L’avis de Michel Boujenah sur le stand-up : notre analyse
Le 14 février dernier, tout le monde parlait de la Saint-Valentin… Sauf Michel Boujenah qui parlait stand-up sur Radio RCJ. Cette fête cachait ainsi l’une des interviews les plus éclairantes et hilarantes sur l’état de l’humour en 2024.
Le combat de la Saint-Valentin : Michel Boujenah vs. Sam Berreby
L’interview de Michel Boujenah se passait sur l’émission de stand-up de Radio RCJ. L’animateur, Sam Berreby, tourne dans les comedy clubs depuis 2 ans. Notez qu’on n’avait jamais entendu parler de lui avant et que la qualité de ses vidéos sur Instagram l’explique en partie. Face à lui, Michel Boujenah se produit au théâtre depuis 50 ans (selon Wikipédia). Le choix de musique d’introduction, Eye of the Tiger de Survivor, donne le ton de l’heure qui va suivre.
Je découvre le replay de l’émission deux jours plus tard, par l’intermédiaire de Jessie Varin. La directrice de la Nouvelle Seine apparaîtra dans la deuxième partie du show dans une prise de parole assez classique.
Dès le début, Michel et Sam évoluent donc dans des mondes parallèles. Pour une raison indéterminée, Michel Boujenah se (dé)bat contre le stand-up et pour le monde de l’imaginaire et des personnages avec force virulence. Face à lui, le néo-stand-upper se fait vampiriser d’une question à l’autre, tentant de riposter en bredouillant des débuts de phrase qui le mettent tous KO.

------------

Tâche courte A: Dans l'article sur l'interview de Michel Boujenah, quelle musique ouvre l'émission ?
Tâche courte B: Rédigez la suite de l'article sur l'interview de Michel Boujenah, à partir de sa dernière phrase.

------------

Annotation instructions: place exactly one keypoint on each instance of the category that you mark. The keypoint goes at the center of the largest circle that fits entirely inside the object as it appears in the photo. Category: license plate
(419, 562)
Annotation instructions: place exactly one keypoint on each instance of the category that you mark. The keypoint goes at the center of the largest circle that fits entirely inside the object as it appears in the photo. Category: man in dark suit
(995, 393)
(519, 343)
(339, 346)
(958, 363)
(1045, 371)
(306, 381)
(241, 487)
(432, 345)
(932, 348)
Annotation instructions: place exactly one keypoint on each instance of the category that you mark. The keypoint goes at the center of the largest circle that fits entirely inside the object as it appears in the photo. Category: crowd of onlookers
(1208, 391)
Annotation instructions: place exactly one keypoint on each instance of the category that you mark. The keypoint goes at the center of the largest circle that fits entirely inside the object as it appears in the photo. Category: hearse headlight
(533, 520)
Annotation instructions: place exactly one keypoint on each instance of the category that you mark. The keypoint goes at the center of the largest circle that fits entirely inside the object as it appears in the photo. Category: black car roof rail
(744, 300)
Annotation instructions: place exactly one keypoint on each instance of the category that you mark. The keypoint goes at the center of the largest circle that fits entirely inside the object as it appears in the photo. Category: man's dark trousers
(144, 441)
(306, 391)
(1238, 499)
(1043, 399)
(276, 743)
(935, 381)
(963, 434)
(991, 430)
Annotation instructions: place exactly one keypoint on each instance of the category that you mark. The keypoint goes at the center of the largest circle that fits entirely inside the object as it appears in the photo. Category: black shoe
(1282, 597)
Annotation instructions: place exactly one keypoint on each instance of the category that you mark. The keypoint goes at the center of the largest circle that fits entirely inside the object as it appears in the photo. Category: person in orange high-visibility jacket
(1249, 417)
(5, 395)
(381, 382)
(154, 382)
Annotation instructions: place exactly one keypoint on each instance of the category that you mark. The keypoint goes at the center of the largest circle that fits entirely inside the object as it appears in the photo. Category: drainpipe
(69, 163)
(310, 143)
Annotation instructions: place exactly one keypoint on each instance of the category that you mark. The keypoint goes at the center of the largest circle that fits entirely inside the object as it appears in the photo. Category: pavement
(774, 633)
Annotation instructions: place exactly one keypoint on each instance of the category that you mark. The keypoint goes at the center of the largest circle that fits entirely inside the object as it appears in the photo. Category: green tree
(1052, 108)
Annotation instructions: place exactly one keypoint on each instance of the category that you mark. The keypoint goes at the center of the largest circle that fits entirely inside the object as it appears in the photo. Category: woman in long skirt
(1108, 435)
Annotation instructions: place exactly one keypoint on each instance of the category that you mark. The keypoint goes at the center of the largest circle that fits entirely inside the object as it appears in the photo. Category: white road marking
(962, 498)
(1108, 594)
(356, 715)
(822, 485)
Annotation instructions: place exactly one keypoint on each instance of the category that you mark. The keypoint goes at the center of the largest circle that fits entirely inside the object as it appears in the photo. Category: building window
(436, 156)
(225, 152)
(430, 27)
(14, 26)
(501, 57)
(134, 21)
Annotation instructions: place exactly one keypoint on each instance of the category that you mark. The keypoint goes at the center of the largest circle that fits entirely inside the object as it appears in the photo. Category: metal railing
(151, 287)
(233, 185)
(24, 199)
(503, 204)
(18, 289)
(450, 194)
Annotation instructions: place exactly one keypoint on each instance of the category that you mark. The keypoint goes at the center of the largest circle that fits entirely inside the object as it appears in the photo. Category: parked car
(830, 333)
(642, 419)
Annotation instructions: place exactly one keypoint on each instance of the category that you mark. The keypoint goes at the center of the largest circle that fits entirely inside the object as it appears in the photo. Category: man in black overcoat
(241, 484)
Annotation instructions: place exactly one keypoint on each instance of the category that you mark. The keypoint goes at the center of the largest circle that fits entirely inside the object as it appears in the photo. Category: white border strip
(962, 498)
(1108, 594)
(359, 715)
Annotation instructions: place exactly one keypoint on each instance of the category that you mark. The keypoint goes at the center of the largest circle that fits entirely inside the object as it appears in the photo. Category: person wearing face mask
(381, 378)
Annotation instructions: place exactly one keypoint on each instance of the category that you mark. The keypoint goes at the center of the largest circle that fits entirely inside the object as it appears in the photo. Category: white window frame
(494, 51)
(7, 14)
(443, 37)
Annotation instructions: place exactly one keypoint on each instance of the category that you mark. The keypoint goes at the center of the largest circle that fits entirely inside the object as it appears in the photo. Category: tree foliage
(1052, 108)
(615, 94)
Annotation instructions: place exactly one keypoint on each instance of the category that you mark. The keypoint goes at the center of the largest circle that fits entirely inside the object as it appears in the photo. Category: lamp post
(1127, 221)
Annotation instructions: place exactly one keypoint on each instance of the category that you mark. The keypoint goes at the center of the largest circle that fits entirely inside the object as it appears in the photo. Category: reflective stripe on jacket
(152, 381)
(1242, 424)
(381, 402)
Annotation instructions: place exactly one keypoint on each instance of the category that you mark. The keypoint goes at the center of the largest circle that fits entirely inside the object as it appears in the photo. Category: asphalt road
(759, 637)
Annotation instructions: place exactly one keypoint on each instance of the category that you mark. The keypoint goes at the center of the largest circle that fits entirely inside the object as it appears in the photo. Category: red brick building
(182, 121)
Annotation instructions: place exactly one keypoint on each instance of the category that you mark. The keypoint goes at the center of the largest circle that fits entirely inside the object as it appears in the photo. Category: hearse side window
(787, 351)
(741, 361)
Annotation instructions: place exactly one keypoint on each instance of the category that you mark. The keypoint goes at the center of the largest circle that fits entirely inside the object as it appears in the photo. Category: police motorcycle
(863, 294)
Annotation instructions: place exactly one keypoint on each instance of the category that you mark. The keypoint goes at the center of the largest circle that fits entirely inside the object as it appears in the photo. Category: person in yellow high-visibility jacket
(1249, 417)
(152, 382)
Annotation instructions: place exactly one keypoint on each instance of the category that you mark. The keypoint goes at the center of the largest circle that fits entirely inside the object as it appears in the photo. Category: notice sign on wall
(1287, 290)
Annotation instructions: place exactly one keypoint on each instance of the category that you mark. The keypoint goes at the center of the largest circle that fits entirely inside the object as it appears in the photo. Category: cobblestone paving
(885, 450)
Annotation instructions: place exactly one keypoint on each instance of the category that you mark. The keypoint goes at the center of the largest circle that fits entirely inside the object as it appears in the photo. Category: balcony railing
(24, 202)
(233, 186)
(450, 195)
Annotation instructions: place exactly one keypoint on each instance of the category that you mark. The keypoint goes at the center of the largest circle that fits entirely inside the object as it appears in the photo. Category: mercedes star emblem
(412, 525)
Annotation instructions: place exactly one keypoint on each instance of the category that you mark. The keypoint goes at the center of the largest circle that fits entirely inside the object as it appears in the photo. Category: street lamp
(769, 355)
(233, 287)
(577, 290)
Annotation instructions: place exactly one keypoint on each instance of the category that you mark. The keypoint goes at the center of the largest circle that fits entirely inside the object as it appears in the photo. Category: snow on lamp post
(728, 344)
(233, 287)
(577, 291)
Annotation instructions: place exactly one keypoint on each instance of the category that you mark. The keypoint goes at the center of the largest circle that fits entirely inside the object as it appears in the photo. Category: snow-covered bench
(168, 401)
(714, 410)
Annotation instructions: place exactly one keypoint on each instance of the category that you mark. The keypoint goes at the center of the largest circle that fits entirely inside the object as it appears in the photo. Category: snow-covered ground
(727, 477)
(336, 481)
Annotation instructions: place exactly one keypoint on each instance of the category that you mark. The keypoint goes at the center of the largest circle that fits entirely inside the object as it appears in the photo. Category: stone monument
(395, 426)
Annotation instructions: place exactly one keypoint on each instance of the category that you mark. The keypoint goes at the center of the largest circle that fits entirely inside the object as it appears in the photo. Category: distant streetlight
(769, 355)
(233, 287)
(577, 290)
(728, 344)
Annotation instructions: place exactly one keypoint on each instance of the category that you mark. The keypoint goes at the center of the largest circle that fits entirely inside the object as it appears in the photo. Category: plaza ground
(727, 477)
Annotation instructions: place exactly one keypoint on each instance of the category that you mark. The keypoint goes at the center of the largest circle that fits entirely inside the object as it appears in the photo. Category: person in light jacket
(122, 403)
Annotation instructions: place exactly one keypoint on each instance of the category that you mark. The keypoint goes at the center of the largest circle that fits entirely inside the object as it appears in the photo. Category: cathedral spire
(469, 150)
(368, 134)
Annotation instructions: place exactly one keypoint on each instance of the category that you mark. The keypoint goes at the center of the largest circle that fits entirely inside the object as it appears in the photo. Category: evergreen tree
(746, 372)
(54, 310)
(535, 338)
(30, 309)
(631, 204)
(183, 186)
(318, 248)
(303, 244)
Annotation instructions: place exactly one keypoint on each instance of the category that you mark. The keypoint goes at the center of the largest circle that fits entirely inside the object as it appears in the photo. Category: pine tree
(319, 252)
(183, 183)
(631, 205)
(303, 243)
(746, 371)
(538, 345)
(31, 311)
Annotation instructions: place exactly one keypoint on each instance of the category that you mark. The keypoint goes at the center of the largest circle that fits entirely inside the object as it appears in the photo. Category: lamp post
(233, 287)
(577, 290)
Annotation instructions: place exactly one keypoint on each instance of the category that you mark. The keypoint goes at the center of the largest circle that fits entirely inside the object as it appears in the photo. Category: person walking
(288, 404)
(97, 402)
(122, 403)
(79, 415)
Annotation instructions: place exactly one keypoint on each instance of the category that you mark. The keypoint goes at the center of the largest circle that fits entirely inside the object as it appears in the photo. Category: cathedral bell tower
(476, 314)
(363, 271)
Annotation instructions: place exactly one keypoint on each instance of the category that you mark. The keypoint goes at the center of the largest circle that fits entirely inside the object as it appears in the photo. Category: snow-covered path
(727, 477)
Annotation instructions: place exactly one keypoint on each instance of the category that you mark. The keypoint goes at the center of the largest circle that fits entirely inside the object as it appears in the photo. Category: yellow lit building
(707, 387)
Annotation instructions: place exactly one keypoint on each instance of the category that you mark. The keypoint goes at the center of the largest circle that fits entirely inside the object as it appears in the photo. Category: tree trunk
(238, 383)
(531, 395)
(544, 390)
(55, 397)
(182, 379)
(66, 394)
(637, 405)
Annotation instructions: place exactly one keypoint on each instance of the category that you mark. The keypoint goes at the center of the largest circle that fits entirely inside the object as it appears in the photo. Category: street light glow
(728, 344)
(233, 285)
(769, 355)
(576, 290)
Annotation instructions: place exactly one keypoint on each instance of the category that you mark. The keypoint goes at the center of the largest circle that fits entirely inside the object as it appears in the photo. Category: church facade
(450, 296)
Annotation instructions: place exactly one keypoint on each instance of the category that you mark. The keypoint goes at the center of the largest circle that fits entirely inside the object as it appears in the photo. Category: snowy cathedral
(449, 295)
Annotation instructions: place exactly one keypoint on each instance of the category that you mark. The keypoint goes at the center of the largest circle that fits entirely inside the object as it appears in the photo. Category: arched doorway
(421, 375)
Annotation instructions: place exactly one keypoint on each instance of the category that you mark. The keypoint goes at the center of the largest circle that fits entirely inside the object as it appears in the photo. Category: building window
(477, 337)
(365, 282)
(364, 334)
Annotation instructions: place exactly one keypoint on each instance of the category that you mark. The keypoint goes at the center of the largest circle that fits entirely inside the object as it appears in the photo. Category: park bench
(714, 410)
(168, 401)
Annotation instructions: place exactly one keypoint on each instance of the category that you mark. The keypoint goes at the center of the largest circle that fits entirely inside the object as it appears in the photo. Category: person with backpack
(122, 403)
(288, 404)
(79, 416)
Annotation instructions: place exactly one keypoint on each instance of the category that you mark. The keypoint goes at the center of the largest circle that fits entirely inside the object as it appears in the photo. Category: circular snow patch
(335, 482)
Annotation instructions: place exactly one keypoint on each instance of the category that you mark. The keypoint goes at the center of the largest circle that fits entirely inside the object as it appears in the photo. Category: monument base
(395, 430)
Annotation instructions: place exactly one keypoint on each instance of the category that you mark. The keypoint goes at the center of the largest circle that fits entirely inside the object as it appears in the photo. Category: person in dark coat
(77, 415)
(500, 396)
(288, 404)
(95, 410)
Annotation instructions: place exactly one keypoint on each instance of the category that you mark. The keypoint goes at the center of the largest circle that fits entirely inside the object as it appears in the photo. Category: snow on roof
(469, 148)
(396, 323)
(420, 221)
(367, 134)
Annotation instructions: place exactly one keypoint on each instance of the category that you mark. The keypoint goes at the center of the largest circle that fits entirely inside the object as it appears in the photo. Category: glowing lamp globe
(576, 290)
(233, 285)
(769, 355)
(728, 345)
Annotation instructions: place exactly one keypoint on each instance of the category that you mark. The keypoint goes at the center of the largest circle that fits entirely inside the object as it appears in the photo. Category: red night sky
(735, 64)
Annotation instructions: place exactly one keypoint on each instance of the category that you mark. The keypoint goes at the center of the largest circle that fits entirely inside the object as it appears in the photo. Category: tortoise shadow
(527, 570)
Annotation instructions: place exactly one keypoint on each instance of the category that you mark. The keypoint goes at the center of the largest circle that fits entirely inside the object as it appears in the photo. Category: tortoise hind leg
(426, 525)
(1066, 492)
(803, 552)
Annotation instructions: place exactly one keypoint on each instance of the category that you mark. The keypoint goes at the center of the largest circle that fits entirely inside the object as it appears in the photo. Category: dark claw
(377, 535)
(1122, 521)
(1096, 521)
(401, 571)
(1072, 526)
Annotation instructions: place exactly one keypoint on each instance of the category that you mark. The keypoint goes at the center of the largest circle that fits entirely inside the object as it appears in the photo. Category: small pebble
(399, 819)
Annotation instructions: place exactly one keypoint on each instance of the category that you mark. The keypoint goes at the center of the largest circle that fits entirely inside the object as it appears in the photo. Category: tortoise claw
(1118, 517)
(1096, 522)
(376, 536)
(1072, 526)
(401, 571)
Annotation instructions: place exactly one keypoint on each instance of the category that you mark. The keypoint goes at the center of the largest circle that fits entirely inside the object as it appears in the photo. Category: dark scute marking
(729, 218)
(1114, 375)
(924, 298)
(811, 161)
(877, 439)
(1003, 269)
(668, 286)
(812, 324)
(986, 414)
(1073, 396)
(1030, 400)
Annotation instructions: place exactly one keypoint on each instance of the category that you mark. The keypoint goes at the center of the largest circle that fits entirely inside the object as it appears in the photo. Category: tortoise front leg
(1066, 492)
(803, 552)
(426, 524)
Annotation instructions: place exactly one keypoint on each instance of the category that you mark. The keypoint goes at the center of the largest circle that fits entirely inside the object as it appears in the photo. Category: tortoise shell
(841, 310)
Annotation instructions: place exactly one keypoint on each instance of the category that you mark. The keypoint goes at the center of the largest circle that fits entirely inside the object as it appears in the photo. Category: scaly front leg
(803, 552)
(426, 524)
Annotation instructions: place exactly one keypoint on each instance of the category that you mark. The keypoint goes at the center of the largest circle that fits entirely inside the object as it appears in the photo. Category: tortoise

------------

Réponse rédigée A: Eye of the Tiger de Survivor.

Réponse rédigée B:
Si je pose ce contexte, c’est pour que vous compreniez la teneur des propos que vous entendrez. Sur le stand-up, Michel Boujenah étire son point de vue, quitte à en devenir de mauvaise foi et se tromper à plusieurs reprises… Mais il gagne la partie, parce qu’il connaît mieux l’industrie du stand-up que son adversaire. Un adversaire pourtant englué dans les usines à rire.
Michel Boujenah vs. le stand-up : vaut-il mieux dire la vérité ou mentir sur scène ?
Michel Boujenah invoque les classiques de la littérature et du théâtre pour justifier l’impératif de mentir sur scène. Il n’en a rien à faire de la vie de tous les jours de « tous ces stand-uppers qui ont 22 ans ». Pour lui, l’idéal, c’est l’imaginaire. Sans imagination, point de comédie, point de décalage.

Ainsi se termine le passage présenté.